* [Directions]:
Return all the entries below exactly as they were given.

Dataset entries
++++++++++++++++++++
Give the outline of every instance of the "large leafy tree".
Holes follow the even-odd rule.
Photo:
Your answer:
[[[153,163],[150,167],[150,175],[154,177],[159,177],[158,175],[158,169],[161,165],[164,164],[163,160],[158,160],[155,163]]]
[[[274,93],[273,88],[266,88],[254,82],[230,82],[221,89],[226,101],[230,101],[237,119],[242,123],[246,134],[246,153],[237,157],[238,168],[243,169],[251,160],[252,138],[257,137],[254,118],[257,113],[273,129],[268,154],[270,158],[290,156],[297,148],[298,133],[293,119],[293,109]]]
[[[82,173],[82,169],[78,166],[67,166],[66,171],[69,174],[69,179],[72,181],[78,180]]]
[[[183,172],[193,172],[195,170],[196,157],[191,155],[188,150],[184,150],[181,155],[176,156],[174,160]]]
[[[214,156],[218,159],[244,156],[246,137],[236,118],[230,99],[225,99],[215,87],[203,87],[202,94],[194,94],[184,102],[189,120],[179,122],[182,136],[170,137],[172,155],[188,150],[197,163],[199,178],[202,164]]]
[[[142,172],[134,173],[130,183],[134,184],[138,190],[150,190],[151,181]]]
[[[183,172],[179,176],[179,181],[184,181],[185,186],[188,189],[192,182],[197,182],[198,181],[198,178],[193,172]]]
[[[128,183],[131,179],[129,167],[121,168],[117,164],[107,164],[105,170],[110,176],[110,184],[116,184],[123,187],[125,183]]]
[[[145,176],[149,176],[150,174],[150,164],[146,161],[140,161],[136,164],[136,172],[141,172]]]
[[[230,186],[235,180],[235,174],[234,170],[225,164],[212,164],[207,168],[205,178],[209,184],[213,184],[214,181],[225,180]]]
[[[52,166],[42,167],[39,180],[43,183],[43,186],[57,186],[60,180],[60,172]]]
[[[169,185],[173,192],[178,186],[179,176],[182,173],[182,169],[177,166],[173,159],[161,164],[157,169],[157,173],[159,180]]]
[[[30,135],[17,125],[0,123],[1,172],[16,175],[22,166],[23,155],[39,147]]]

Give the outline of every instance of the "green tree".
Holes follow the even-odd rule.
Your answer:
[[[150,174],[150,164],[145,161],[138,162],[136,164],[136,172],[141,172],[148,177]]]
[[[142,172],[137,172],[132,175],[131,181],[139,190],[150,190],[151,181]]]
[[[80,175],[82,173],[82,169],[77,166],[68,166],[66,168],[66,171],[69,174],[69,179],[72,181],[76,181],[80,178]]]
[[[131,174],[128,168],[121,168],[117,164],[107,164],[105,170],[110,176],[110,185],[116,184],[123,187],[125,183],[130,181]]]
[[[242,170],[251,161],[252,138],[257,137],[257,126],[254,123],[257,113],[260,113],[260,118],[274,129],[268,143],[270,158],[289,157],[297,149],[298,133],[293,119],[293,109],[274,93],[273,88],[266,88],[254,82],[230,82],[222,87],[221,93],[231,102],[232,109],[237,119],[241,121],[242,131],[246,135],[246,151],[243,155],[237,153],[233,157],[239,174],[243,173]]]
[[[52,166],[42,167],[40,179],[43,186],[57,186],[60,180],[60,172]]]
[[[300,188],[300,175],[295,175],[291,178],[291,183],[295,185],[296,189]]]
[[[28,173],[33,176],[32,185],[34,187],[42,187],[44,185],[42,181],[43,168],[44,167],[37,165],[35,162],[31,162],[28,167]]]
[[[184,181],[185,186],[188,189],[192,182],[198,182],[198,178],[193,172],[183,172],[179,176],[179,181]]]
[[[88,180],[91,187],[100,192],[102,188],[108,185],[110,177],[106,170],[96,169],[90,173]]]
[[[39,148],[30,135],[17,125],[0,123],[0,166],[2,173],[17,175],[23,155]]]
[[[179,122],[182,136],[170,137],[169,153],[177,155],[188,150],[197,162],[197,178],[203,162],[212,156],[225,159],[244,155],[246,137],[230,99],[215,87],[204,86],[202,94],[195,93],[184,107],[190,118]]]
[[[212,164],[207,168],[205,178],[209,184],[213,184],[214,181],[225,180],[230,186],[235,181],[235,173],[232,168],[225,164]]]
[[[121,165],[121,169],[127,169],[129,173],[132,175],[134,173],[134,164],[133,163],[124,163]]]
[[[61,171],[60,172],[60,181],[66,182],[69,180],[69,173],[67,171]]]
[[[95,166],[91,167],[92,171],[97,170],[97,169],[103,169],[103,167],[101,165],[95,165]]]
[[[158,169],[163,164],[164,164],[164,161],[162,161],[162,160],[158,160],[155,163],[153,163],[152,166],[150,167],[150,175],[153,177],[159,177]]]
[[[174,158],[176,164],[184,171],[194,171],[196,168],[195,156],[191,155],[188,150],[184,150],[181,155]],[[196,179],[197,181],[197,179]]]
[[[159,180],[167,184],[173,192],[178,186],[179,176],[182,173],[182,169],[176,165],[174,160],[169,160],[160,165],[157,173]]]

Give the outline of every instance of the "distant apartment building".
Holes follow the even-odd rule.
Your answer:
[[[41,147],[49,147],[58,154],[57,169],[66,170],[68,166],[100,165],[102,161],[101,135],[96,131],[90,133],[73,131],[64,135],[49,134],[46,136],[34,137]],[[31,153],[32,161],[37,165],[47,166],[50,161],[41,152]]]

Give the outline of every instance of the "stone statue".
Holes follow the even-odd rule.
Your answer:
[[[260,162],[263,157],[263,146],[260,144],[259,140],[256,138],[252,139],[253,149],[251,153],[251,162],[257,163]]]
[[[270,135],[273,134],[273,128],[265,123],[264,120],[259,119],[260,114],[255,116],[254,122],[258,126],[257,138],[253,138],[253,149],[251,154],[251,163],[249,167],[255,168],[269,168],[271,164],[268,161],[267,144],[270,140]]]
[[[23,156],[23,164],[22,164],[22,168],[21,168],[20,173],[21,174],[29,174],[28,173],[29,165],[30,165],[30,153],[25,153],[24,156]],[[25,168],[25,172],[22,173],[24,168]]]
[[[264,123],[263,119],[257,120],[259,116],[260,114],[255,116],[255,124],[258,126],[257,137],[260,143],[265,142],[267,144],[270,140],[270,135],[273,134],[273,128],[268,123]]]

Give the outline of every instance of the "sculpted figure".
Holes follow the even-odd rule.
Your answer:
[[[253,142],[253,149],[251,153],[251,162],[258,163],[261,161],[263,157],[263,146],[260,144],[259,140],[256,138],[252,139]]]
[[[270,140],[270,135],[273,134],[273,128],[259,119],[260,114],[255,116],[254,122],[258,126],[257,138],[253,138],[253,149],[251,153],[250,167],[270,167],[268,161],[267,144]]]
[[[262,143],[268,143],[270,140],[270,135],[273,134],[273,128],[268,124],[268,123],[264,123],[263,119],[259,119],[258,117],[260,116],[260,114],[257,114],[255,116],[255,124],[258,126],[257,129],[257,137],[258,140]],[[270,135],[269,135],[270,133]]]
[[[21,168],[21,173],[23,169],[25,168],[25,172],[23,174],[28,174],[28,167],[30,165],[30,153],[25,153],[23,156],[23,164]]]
++++++++++++++++++++
* [Output of the exercise]:
Give the outline of every instance of the "large leafy tree".
Holes follow the even-odd rule.
Photo:
Your answer:
[[[153,163],[150,167],[150,175],[154,177],[159,177],[158,175],[158,169],[161,165],[164,164],[163,160],[158,160],[155,163]]]
[[[274,93],[273,88],[266,88],[254,82],[230,82],[221,89],[226,101],[230,101],[237,119],[242,123],[246,134],[246,153],[237,157],[238,168],[243,169],[251,160],[252,138],[257,137],[254,118],[257,113],[273,129],[268,154],[270,158],[290,156],[297,148],[298,133],[293,119],[293,109]]]
[[[82,173],[82,169],[78,166],[67,166],[66,171],[69,174],[69,179],[72,181],[78,180]]]
[[[183,172],[193,172],[195,170],[196,157],[191,155],[188,150],[184,150],[181,155],[176,156],[174,160]]]
[[[214,156],[218,159],[244,156],[246,137],[236,118],[230,99],[225,99],[215,87],[203,87],[202,94],[194,94],[184,102],[189,120],[179,122],[182,136],[170,137],[172,155],[188,150],[197,163],[199,178],[202,164]]]
[[[142,172],[134,173],[130,183],[134,184],[138,190],[150,190],[151,181]]]
[[[183,172],[179,176],[179,181],[184,181],[185,186],[188,189],[192,182],[197,182],[198,181],[198,178],[193,172]]]
[[[128,183],[131,179],[129,167],[121,168],[117,164],[107,164],[105,170],[110,176],[110,184],[116,184],[123,187],[125,183]]]
[[[145,176],[149,176],[150,174],[150,164],[146,161],[140,161],[136,164],[136,172],[141,172]]]
[[[230,186],[235,180],[235,174],[234,170],[225,164],[212,164],[207,168],[205,178],[209,184],[213,184],[214,181],[225,180]]]
[[[52,166],[42,167],[39,180],[43,183],[43,186],[57,186],[60,180],[60,172]]]
[[[169,185],[173,192],[178,186],[179,176],[182,173],[182,169],[177,166],[173,159],[161,164],[157,169],[157,173],[159,180]]]
[[[30,135],[17,125],[0,123],[1,172],[16,175],[22,166],[23,155],[39,147]]]

Give the outline of every instance of the "green tree".
Holes follow the even-odd rule.
Your answer:
[[[150,174],[150,164],[145,161],[138,162],[136,164],[136,172],[141,172],[148,177]]]
[[[142,172],[137,172],[132,175],[131,181],[139,190],[150,190],[151,181]]]
[[[80,175],[82,173],[82,169],[77,166],[68,166],[66,168],[66,171],[69,174],[69,179],[72,181],[76,181],[80,178]]]
[[[131,174],[128,168],[121,168],[117,164],[107,164],[105,170],[110,176],[110,185],[116,184],[123,187],[125,183],[130,181]]]
[[[242,170],[251,161],[252,138],[257,137],[257,126],[254,123],[257,113],[260,113],[260,118],[274,129],[268,143],[270,158],[289,157],[297,149],[298,133],[293,119],[293,109],[274,93],[273,88],[266,88],[254,82],[230,82],[222,87],[221,93],[231,102],[232,109],[237,119],[241,121],[242,131],[246,135],[246,151],[243,155],[237,153],[233,157],[239,174],[243,173]]]
[[[52,166],[42,167],[40,179],[43,186],[57,186],[60,180],[60,172]]]
[[[300,188],[300,175],[295,175],[291,178],[291,183],[295,185],[296,189]]]
[[[28,173],[33,176],[32,185],[34,187],[42,187],[44,185],[42,181],[43,168],[44,167],[37,165],[35,162],[31,162],[28,167]]]
[[[184,181],[185,186],[188,189],[192,182],[198,182],[198,178],[193,172],[183,172],[179,176],[179,181]]]
[[[88,180],[91,187],[100,192],[102,188],[108,185],[110,177],[106,170],[96,169],[90,173]]]
[[[39,148],[30,135],[17,125],[0,123],[0,166],[2,173],[17,175],[23,155]]]
[[[179,122],[182,136],[170,137],[169,153],[177,155],[188,150],[197,162],[197,178],[203,162],[212,156],[225,159],[244,155],[246,137],[230,99],[215,87],[204,86],[202,94],[195,93],[184,107],[190,118]]]
[[[212,164],[207,168],[205,178],[209,184],[213,184],[214,181],[225,180],[230,186],[235,181],[235,173],[232,168],[225,164]]]
[[[121,165],[121,169],[127,169],[129,173],[132,175],[134,173],[134,164],[133,163],[124,163]]]
[[[61,171],[60,172],[60,181],[66,182],[69,180],[69,173],[67,171]]]
[[[95,166],[91,167],[92,171],[97,170],[97,169],[103,169],[103,167],[101,165],[95,165]]]
[[[158,169],[163,164],[164,164],[164,161],[162,161],[162,160],[158,160],[155,163],[153,163],[152,166],[150,167],[150,175],[153,177],[159,177]]]
[[[174,158],[176,164],[184,171],[194,171],[196,168],[195,156],[191,155],[188,150],[184,150],[181,155]],[[196,179],[197,181],[197,179]]]
[[[159,180],[167,184],[173,192],[178,186],[179,176],[182,173],[182,169],[176,165],[174,160],[169,160],[160,165],[157,173]]]

Give the outline of every instance of the "distant apartment building".
Holes follow the even-odd rule.
Your answer:
[[[41,147],[49,147],[58,154],[57,169],[66,170],[68,166],[100,165],[102,161],[101,135],[96,131],[90,133],[73,131],[64,135],[49,134],[46,136],[34,137]],[[31,153],[32,161],[37,165],[47,166],[50,161],[41,152]]]

Give the outline of every instance of the "stone statue".
Holes follow the even-odd rule.
Your answer:
[[[260,162],[263,157],[263,146],[260,144],[259,140],[256,138],[252,139],[253,149],[251,153],[251,162],[257,163]]]
[[[270,135],[273,134],[273,128],[265,123],[264,120],[259,119],[260,114],[255,116],[254,122],[258,126],[257,138],[253,138],[253,149],[251,154],[251,163],[249,167],[255,168],[269,168],[271,164],[268,161],[267,144],[270,140]]]
[[[23,156],[23,164],[22,164],[22,168],[21,168],[20,173],[21,174],[29,174],[28,173],[29,165],[30,165],[30,153],[25,153],[24,156]],[[25,168],[25,172],[22,173],[24,168]]]
[[[264,123],[263,119],[257,120],[259,116],[260,114],[255,116],[255,124],[258,126],[257,137],[260,143],[265,142],[267,144],[270,140],[270,135],[273,134],[273,128],[268,123]]]

Give the outline of every instance of the "sculpted figure".
Holes follow the even-odd rule.
Your answer:
[[[253,142],[253,149],[251,153],[251,162],[258,163],[261,161],[263,157],[263,146],[260,144],[259,140],[256,138],[252,139]]]
[[[270,140],[270,135],[273,134],[273,128],[259,119],[260,114],[255,116],[254,122],[258,126],[257,138],[253,138],[253,149],[251,153],[250,167],[270,167],[268,161],[267,144]]]
[[[262,143],[268,143],[270,140],[270,135],[273,134],[273,128],[268,124],[268,123],[264,123],[263,119],[259,119],[258,117],[260,116],[260,114],[257,114],[255,116],[255,124],[258,126],[257,129],[257,137],[258,140]],[[270,135],[269,135],[270,133]]]
[[[21,168],[21,173],[23,169],[25,168],[25,172],[23,174],[28,174],[28,167],[30,165],[30,153],[25,153],[23,156],[23,164]]]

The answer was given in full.